• Challenges:
1 – According to the HP 3000 update, how many disk IOs per second does the airline reservation system sustain?
2 – Pick up the HP 3000 update after its final sentence and keep writing it.

• Source extract:
Boosting your e3000 productivity

3000 World Update, plus RAID

By Robert Green

Here is some interesting HP 3000 news picked up at a talk by Alvina Nishimoto of HP at the Summit Client Conference. One of HP’s 3000 customers, an airline reservation system running on a top-of-the-line N-Class (4-way, 750 MHz) with XP fiber-channel disk arrays, is sustaining 1,700 disk IOs per second!

The system is running 90 percent CPU utilization and has no bottlenecks. They even hit 2,000 IOs per second at some peak moments. And we thought 400 IOs per second was incredible a couple of years ago.

Paul Edwards and RAID

We continue our interviews with HP 3000 consultants in the field. Previously we heard from Taylor Lumpkin, an Ecometry specialist whose clients are just starting to plan for migration. He estimates that about 25 percent will homestead past 2005. And then we interviewed Chris Bartram, a long-time supporter of the HP 3000 community (see www.3kassociates.com). Although his main client migrated off their 3000 application, they still have the 3000 systems running for archive inquiries.

This month we interview Paul Edwards, who has been an HP 3000 contributor for almost as long as I can remember. Paul writes:

”Last year was terrible for consultants. No work at all in the HP 3000 community. I’m doing more so far this year than all of last year. My work so far this year has been Wireless Internet Installations, PC support, and RAID array installations at HP 3000 homesteading sites.“

“No migrations yet. I have been involved with a Platinum partner in the migration bidding process, but no work yet. Most people I talk to are not migrating yet, but some are starting to investigate and plan for the future. Most companies don’t have the funds to do a migration and are scared of the high cost and disruption of their company operations it involves. I think that most migration will happen in 2005-2010 time frame. I am just getting involved with a company to do support and outsourcing for HP 3000 companies. They want to do migrations when that market heats up.”

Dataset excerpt
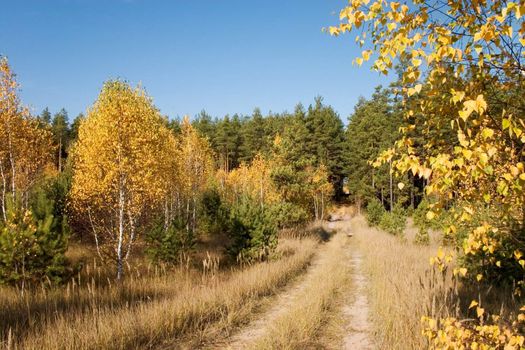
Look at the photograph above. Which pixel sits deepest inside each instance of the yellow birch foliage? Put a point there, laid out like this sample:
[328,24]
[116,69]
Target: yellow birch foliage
[252,180]
[462,68]
[25,149]
[196,163]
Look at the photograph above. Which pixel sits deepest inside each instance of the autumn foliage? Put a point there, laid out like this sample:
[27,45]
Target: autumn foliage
[461,66]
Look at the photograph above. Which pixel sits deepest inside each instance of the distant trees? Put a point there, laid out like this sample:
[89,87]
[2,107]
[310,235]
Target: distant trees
[372,129]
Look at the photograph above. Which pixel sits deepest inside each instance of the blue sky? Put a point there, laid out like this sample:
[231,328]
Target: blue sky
[224,56]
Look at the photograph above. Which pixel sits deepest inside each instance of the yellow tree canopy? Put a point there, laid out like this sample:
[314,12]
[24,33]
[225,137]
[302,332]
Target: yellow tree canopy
[25,149]
[120,156]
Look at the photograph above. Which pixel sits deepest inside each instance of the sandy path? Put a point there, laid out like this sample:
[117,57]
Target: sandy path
[355,309]
[357,312]
[283,301]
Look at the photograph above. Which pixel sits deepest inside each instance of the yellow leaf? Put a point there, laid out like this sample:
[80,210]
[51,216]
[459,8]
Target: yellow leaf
[480,311]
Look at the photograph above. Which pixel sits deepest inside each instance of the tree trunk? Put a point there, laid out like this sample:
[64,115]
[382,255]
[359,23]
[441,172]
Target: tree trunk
[322,205]
[194,218]
[4,188]
[391,187]
[60,155]
[132,236]
[120,232]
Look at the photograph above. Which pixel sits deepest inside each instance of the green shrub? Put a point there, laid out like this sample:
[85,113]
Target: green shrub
[166,243]
[253,231]
[213,213]
[394,222]
[32,247]
[374,212]
[288,214]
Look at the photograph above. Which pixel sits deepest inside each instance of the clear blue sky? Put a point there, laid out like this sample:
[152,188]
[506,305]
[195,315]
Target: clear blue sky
[224,56]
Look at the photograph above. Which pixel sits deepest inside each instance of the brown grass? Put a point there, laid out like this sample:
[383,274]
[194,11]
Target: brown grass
[144,311]
[402,288]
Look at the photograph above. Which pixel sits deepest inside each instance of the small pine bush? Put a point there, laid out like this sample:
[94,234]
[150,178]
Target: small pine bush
[32,247]
[166,243]
[253,231]
[213,213]
[374,212]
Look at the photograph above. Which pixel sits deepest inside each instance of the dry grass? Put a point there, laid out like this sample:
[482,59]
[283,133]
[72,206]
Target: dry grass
[404,287]
[401,287]
[144,311]
[301,324]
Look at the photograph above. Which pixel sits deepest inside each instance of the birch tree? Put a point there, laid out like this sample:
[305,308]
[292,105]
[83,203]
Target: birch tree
[25,149]
[118,176]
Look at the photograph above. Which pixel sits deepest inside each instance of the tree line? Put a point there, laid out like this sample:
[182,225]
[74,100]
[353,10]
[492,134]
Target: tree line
[124,173]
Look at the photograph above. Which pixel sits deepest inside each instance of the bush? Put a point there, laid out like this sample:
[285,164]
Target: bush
[253,231]
[374,212]
[394,222]
[32,247]
[288,215]
[213,213]
[165,244]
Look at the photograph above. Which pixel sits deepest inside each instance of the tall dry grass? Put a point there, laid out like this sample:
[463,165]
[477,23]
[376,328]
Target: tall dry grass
[402,287]
[146,309]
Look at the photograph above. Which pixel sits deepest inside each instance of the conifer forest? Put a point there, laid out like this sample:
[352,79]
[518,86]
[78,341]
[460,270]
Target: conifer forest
[398,226]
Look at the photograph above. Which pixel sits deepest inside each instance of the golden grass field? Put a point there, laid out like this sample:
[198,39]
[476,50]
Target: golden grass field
[300,299]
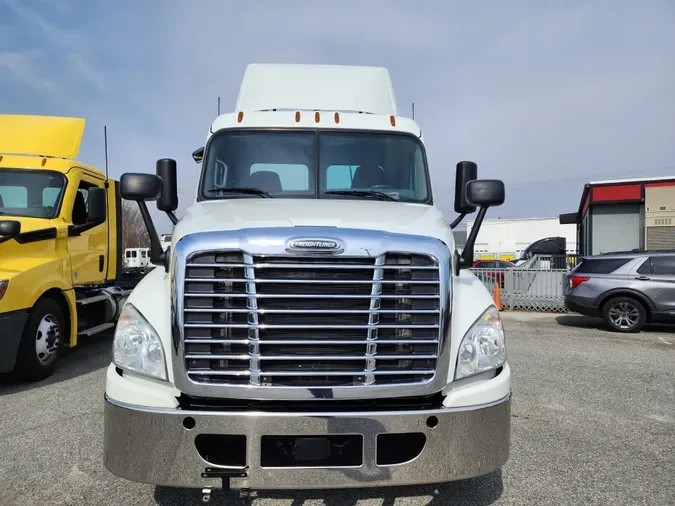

• Answers for this exercise:
1 – 1,700 disk IOs per second.

2 –
“Many people use The 3000 Newswire and 3000-L as sources of information. There was very poor MPE customer turnout at HP World and Solutions Symposiums last year, and at the Solutions Symposium West this year people told me they are not interested in additional information or changes to their environment. Interex is not very relevant to their current situation any more. People perceive that HP is ignoring their requests for changes to MPE they made in the SIB balloting the last couple of years. The interest in the OpenMPE organization is fairly high for many users. I’m now on their Board of Directors.”

“Not much upgrading going on, except for the RAID installs for better reliability. The company doing this is a broker that is providing third-party maintenance and the arrays are part of their services.”

(For some general information about RAID disk drives, read the article at arstechnica.com/paedia/r/raid-1.html. Although the article is PC-oriented, the basics of RAID architecture are similar on all servers.)

”The RAID solutions are HP Surestore E Disk Array Model 12H (otherwise known as Autoraid) and HP Nike Model 10, 20 and 30 boxes (the number indicates the quantity of disk slots available; the Nikes support 4, 9, and 18GB drives, depending on firmware; they support RAID 1 and RAID 5 on MPE, RAID 1/0 as well on HP-UX).”

“To use RAID solutions, your HP 3000 has to have a certain level of firmware, 3728, in the fast-wide cards. This is a problem because you can’t easily check or upgrade the firmware version. Autoraid is more sensitive to OS release versions and patches are required prior to MPE/iX 6.5.”

“Nikes work very well performance-wise and better than Autoraid. You need to make the first logical unit number have 4GB for MPE so that it will boot okay. The installation is easy. The vendor I work with here in Dallas is giving an array to their customers who sign a long-term support agreement. There are lots of units available in the marketplace. It is a very good arrangement for homesteaders to provide an excellent level of reliability. No MPE installs and a reload of their data is required for disk failures. I highly recommend it in my homesteading presentation.”

Gavin Scott of Allegro commented that “The 12H is a disk array that’s similar to the “Jamaica” 10-disk enclosure that’s fairly common; it’s made by the same manufacturer and uses the same disk, power supply, and fan modules. The 12H supports RAID 1, RAID 5, and Autoraid, where the array dynamically shifts from RAID 1 to RAID 5 as you use up storage and tries (sometimes even successfully) to put less-used files on the slower RAID 5, etc.). Performance can be a problem.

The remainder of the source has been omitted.